(Source records)
-- Begin --

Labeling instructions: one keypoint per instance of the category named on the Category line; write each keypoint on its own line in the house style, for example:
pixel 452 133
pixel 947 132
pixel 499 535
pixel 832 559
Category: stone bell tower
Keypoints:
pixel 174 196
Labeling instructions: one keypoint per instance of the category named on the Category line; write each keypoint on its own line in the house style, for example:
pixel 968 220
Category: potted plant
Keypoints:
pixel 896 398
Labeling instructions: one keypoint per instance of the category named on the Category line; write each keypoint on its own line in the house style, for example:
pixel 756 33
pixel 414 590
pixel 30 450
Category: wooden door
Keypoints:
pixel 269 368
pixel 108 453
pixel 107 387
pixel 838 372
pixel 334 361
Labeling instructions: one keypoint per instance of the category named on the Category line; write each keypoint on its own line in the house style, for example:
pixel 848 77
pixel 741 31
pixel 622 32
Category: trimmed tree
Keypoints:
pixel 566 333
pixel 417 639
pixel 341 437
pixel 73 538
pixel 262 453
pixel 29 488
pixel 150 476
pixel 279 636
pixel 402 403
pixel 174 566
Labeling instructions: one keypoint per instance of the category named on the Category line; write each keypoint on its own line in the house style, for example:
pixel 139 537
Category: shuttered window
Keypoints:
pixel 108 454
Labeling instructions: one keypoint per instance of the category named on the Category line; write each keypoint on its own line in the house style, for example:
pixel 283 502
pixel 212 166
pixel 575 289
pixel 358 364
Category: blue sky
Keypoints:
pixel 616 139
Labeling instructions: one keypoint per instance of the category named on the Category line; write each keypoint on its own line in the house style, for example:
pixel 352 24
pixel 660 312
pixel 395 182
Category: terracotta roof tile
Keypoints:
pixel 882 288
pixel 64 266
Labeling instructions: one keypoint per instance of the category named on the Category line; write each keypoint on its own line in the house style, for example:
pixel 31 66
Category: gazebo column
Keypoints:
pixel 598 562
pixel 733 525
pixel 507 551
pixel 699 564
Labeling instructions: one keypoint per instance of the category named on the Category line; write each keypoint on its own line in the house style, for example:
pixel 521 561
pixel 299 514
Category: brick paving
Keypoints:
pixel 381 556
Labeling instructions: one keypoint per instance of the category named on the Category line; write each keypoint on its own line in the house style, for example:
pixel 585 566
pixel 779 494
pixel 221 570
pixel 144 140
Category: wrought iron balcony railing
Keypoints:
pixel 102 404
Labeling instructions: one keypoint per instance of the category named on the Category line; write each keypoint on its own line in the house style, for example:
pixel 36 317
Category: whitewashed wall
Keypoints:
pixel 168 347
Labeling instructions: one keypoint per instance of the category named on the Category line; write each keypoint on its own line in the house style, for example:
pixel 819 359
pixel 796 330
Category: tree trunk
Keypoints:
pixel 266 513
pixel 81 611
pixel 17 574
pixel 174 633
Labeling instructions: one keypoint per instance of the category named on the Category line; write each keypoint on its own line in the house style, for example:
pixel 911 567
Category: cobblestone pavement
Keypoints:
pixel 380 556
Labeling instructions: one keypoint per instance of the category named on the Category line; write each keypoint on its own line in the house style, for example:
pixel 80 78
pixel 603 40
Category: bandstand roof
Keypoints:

-- End --

(Task) Copy out all of the lines above, substituting "standard format" for each occurrence of "house style". Leave everything else unchanged.

(Output)
Labeling instructions: one keypoint per instance of the category named on the Category line; write each keypoint on its own line in the standard format, for example:
pixel 452 133
pixel 947 132
pixel 499 535
pixel 832 559
Category: stone bell tower
Keypoints:
pixel 174 196
Labeling instructions: one keypoint per instance of the category named on the Category line; write each keypoint on its own line in the standard format, for example:
pixel 968 220
Category: potted plant
Keypoints:
pixel 896 398
Labeling instructions: one keypoint per instance of the category named on the Category line; write each keypoint on its own line in the standard format, for example:
pixel 756 33
pixel 414 590
pixel 30 450
Category: wooden door
Keypoints:
pixel 269 368
pixel 108 453
pixel 107 387
pixel 838 372
pixel 334 361
Labeling instructions: one keypoint per instance of the category named on the Category line; write each keypoint on its own line in the standard format, for example:
pixel 848 77
pixel 741 31
pixel 622 32
Category: trimmed tree
Keypoints:
pixel 566 333
pixel 417 639
pixel 341 437
pixel 73 538
pixel 262 453
pixel 29 488
pixel 150 476
pixel 279 636
pixel 402 403
pixel 174 566
Labeling instructions: one keypoint per instance of the category named on the Category line; write each keypoint on its own line in the standard format, for example:
pixel 139 537
Category: shuttered window
Keypoints:
pixel 108 454
Labeling instructions: one keypoint per instance of the category named on the Category line; write each keypoint on its own line in the standard format, for example:
pixel 283 502
pixel 212 166
pixel 575 289
pixel 358 364
Category: blue sky
Keypoints:
pixel 616 139
Labeling instructions: one keypoint per instance of the category named on the Category line; write each keypoint on its own line in the standard format, for example:
pixel 352 24
pixel 660 312
pixel 395 182
Category: terracotta roof tile
Keypoints:
pixel 882 288
pixel 64 266
Labeling instructions: one keypoint per instance of the category named on the Category line; write each keypoint on its own line in the standard format, for example:
pixel 31 66
Category: gazebo column
Keypoints:
pixel 598 562
pixel 733 525
pixel 507 551
pixel 699 564
Labeling instructions: one keypoint per instance of the category named on the Category line; write each keypoint on its own line in the standard format, for example:
pixel 521 561
pixel 299 514
Category: brick paving
Keypoints:
pixel 381 556
Labeling instructions: one keypoint per instance of the category named on the Category line; write each keypoint on its own line in the standard format, for example:
pixel 585 566
pixel 779 494
pixel 221 570
pixel 144 140
Category: wrought iron balcony railing
Keypoints:
pixel 102 404
Labeling instructions: one keypoint per instance of the category named on the Category line; write each keypoint on its own line in the standard format, for example:
pixel 36 317
Category: whitewashed wall
Keypoints:
pixel 168 347
Labeling instructions: one keypoint per instance of the category named on the Category line; write each keypoint on its own line in the standard format, for example:
pixel 819 359
pixel 796 330
Category: tree trunk
Keypoints:
pixel 266 513
pixel 81 611
pixel 17 574
pixel 174 633
Labeling instructions: one keypoint per instance of the category named on the Category line; write each keypoint on its own line in the standard format, for example:
pixel 911 567
Category: cobblestone pavement
Keypoints:
pixel 380 556
Labeling instructions: one keypoint per instance of the category named on the Category line; write each keypoint on its own line in the standard format, for example:
pixel 80 78
pixel 603 40
Category: bandstand roof
Keypoints:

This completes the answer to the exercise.